Page excerpt.
_ _ _
Rannadanna Posted 24 Oct 2008 , 10:39am
post #7 of 13

I agree about referrals and word-of-mouth business. I have been in business less than a year, don't have business cards or a website, and manage to be busy enough to turn down business regularly. (I do NOT recommend doing it this way -- I choose to do it this way because I can't afford to be more busy than I am now. So, I make it a little hard for people to get to me!)

I am pretty active in my neighborhood and our social circle . I did gift a several cakes when I first started out, but only because (A) I was really close to the host/hostess and really wanted to gift it, (B) because I got to practice a new tecnnique or style that I really wanted to, and (C) because I knew it'd be somewhere I'd get a lot of exposure. It's worked out pretty well for me.

Good luck -- once word gets out that you do good work, it'll spread like wildfire, and you'll be more busy than you want to be!

Ruth52 Posted 24 Oct 2008 , 11:11am
post #8 of 13

These are some great ideas. I too have been decorating cakes for a little over a year. I started by making cakes for all my family members birthdays and special events for church, etc. I then started advertising on a local selling network in our area. That is where I have gotten most of my business. When they pick up their cake I give them business cards to hand out and a brochure of all the items I offer (cakes, pies, cookies, cupcakes, etc.). My business is growing, but it is a slow process. I get frustrated sometimes because I want to grow faster and stay home and work this business, but I am being taught patience. I also have a webpage where I post pictures of all my cakes that I have made, and on my advertisements I direct them to that page. All my calls tell me they see my cakes and love them. That's why they call. If they really like your work and have the money, they will pay for it! If they enjoy the cake they will past the word along. Hope this helps. I am interested to hear other ideas to help me along as well. Best to you!!

2sdae Posted 24 Oct 2008 , 11:42am
post #9 of 13

I see you said your office is housed in a hosp? Well speaking as a nurse...they LOVE to receive free cupcakes and cakes to munch on in the break rooms and at nurses stations...they'll take it to the proper place after you leave it of course. and nurses and EMTs and staff at hosp are great tasters who can easily become customers too. icon_wink.gif
Not to mention donating to your local churches, nursing homes, fie houses and libraries too. These are typically forgotten people on the treats circuit...also good to donate to these people for the fun, practice and joy of it too. And if you happen to get a few customers to boot, well that's the icing on your cake....sorry couldn't resist that! icon_rolleyes.gificon_biggrin.gif
Make sure you leave a way for them to identify who made the goodies and a way to contact cards, labels on the boxes, maybe fliers of special sales or discounts or specials you may want to run to try to get people to taste your wares and then they'll come back.
_ _ _
Extracted material.
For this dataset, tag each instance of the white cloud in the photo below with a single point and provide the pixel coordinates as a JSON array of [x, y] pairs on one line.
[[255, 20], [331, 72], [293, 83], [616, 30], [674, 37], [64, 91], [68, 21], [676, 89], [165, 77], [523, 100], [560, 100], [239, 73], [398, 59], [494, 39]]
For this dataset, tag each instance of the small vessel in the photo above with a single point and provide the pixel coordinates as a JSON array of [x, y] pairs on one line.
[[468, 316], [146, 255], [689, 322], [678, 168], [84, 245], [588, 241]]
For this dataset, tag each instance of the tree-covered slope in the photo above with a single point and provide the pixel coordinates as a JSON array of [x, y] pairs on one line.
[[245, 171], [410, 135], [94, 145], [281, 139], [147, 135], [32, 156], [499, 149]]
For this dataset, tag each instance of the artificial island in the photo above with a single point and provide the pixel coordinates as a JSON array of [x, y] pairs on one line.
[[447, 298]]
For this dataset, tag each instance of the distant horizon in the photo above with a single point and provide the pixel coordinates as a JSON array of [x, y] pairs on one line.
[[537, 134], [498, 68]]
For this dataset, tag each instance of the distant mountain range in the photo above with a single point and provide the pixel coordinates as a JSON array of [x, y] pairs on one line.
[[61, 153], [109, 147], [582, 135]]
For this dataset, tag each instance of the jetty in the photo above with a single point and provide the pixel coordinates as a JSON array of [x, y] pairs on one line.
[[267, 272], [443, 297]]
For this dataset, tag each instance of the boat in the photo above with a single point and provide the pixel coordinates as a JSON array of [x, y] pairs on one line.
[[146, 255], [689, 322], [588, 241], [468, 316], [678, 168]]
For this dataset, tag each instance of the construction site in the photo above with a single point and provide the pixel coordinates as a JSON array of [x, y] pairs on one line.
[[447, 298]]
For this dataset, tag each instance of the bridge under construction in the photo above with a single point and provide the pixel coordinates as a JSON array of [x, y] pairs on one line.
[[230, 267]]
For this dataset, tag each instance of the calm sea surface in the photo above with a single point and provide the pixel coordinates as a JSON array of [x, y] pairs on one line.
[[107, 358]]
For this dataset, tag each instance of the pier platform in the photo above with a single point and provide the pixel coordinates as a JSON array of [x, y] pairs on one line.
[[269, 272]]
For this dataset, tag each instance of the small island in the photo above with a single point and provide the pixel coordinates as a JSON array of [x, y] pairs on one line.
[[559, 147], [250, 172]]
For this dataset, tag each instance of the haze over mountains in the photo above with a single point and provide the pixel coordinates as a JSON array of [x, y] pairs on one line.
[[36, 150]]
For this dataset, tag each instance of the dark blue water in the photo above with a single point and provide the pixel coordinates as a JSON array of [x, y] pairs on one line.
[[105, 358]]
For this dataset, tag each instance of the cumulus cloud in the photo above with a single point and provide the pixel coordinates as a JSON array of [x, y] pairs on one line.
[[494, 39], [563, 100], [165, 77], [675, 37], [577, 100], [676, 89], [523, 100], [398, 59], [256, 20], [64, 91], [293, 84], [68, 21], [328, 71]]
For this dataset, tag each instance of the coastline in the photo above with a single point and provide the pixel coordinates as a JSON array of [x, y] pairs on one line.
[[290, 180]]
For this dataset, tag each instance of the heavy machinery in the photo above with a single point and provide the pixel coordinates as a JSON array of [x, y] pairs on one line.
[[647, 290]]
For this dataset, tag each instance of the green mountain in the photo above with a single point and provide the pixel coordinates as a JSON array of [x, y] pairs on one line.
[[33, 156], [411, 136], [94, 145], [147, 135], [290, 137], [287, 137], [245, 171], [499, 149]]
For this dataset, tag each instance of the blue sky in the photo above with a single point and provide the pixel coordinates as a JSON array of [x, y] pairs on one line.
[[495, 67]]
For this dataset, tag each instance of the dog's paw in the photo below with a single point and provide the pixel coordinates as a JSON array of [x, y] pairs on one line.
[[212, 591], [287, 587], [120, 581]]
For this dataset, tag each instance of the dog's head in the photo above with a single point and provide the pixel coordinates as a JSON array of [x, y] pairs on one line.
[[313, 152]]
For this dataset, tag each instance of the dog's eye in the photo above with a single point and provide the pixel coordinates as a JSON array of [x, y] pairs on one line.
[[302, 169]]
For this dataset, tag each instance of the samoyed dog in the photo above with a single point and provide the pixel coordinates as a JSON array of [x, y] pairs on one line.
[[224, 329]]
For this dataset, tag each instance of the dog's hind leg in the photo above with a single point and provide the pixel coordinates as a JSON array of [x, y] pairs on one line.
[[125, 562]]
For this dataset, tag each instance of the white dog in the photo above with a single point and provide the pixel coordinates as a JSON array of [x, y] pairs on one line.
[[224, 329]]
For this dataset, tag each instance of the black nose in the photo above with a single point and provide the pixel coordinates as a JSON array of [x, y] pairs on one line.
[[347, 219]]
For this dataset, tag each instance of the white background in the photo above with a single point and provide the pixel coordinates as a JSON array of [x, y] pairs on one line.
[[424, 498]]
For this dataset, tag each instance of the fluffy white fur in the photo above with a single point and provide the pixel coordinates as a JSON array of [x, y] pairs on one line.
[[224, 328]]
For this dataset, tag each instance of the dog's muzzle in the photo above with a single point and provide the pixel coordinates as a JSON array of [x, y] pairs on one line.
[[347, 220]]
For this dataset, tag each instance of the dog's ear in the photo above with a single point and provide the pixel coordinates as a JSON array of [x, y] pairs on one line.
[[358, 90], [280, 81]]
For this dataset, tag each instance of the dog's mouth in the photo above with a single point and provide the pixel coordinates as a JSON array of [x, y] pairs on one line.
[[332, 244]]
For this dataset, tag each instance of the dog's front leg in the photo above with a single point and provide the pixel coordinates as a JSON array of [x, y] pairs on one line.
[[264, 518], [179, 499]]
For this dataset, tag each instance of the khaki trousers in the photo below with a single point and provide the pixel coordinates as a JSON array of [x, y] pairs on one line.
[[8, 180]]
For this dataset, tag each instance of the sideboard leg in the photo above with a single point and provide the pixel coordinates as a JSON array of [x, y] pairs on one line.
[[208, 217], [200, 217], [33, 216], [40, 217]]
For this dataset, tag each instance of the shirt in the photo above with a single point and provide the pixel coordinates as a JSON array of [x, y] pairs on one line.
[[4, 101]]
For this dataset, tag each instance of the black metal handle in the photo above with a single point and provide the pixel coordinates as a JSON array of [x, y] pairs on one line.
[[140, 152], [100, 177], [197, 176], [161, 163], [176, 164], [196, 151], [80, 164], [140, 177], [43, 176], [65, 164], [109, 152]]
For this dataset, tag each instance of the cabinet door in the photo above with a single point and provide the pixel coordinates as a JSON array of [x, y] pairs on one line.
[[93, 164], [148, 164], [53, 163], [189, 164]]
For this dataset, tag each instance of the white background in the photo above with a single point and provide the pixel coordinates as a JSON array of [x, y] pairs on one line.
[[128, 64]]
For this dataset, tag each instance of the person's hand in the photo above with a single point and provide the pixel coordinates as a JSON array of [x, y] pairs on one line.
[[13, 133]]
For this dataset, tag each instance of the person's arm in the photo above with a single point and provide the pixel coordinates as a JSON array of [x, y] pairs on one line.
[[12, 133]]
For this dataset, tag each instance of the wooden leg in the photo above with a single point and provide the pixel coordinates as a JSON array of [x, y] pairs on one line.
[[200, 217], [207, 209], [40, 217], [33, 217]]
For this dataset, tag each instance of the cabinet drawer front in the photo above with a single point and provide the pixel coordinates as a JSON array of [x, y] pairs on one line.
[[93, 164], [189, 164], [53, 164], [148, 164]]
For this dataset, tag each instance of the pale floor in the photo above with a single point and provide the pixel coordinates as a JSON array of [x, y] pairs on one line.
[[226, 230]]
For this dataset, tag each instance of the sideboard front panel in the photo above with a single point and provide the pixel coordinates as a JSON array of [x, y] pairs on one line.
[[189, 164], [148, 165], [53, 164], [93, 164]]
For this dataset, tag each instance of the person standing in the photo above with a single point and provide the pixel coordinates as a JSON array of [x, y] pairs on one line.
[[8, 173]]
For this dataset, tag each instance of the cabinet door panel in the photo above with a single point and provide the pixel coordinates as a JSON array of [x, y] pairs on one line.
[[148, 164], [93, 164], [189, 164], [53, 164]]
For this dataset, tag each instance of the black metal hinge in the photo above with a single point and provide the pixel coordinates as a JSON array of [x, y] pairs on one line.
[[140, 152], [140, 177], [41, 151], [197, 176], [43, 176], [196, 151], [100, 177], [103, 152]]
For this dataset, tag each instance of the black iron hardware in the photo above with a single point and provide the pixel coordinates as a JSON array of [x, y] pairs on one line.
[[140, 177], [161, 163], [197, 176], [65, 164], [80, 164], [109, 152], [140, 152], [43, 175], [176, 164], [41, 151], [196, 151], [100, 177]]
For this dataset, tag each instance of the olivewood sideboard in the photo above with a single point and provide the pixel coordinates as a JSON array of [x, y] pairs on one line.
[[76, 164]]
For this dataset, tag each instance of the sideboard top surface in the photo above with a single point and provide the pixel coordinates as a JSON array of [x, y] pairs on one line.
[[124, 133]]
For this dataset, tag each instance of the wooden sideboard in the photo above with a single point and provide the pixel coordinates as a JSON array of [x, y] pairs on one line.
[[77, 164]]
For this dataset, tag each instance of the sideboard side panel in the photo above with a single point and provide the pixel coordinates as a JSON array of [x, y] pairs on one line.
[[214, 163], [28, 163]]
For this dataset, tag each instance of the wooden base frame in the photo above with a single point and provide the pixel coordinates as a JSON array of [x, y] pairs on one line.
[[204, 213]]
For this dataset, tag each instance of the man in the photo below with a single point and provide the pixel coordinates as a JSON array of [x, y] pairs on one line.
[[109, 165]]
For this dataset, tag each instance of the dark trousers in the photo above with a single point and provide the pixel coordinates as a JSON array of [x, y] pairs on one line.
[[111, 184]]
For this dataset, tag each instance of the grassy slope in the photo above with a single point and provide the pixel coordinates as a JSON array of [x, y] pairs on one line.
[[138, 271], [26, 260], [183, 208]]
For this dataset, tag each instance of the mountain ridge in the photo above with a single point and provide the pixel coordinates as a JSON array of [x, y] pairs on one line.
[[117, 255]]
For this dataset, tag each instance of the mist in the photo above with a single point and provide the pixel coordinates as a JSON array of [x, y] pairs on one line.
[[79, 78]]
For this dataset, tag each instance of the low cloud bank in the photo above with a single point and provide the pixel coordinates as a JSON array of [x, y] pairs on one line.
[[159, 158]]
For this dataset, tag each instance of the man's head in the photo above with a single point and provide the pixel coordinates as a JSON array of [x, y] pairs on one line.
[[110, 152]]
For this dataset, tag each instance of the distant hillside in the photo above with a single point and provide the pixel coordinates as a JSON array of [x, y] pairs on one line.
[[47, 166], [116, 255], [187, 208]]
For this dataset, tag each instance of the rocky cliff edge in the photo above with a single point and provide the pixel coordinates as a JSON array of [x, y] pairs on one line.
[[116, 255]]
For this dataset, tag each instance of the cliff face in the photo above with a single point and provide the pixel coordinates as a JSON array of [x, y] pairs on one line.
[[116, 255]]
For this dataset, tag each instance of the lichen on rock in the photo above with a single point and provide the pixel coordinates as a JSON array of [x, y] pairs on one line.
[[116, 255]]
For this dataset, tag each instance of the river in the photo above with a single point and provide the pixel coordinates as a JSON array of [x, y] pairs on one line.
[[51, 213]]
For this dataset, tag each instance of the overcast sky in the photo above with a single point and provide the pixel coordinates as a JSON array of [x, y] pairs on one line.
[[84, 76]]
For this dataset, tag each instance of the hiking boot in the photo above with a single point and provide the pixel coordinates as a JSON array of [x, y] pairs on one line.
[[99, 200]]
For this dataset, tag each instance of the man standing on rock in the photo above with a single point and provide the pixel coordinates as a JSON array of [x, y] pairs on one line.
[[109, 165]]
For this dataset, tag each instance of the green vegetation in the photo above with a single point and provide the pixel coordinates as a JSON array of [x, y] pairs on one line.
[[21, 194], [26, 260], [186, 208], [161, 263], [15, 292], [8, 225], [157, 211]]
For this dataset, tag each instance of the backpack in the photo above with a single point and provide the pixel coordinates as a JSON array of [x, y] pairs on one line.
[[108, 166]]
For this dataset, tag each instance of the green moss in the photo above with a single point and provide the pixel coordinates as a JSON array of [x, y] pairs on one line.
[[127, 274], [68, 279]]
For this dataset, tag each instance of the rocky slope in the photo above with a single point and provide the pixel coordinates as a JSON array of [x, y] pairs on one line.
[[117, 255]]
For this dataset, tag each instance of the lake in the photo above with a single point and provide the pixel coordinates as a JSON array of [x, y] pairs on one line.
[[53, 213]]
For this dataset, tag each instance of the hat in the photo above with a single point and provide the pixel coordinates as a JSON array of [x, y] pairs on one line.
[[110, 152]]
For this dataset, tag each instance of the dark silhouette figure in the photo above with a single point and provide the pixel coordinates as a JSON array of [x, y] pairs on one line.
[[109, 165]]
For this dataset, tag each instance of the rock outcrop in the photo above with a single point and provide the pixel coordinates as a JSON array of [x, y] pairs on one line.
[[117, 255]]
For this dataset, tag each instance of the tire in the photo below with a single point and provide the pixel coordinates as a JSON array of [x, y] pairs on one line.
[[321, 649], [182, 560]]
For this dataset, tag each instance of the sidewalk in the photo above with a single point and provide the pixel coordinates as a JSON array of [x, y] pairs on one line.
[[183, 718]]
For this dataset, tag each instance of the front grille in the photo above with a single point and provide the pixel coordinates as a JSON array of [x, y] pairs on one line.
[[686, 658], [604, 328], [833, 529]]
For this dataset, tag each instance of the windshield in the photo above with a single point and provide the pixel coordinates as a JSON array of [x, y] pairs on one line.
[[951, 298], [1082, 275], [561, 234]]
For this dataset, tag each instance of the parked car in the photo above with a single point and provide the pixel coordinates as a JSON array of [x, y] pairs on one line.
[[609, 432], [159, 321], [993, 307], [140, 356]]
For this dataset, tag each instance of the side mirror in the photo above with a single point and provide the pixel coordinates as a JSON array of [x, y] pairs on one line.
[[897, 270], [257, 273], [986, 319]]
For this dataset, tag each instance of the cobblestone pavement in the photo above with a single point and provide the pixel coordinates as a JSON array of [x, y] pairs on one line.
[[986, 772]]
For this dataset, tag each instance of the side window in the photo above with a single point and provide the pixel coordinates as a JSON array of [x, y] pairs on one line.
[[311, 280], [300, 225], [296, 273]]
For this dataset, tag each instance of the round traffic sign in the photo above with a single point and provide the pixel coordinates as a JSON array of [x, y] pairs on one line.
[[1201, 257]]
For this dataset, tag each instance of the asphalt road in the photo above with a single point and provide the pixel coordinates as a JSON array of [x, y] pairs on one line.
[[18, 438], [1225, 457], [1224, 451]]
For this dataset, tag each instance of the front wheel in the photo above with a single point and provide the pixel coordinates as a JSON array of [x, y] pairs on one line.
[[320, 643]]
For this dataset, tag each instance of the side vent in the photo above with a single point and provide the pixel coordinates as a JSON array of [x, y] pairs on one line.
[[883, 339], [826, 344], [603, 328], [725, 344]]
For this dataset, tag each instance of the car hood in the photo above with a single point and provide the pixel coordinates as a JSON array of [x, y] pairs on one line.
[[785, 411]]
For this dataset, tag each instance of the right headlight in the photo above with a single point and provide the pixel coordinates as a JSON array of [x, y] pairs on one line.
_ _ _
Work order 1.
In the forum thread, where did Ruth52 get most of the cake business?
Work order 2.
Please retype the part of the forum thread that opens with the words containing "I agree about" and closes with "well for me.".
You won't need the records for any of this.

Task answer 1.
From advertising on a local selling network in the area.

Task answer 2.
I agree about referrals and word-of-mouth business. I have been in business less than a year, don't have business cards or a website, and manage to be busy enough to turn down business regularly. (I do NOT recommend doing it this way -- I choose to do it this way because I can't afford to be more busy than I am now. So, I make it a little hard for people to get to me!)

I am pretty active in my neighborhood and our social circle . I did gift a several cakes when I first started out, but only because (A) I was really close to the host/hostess and really wanted to gift it, (B) because I got to practice a new tecnnique or style that I really wanted to, and (C) because I knew it'd be somewhere I'd get a lot of exposure. It's worked out pretty well for me.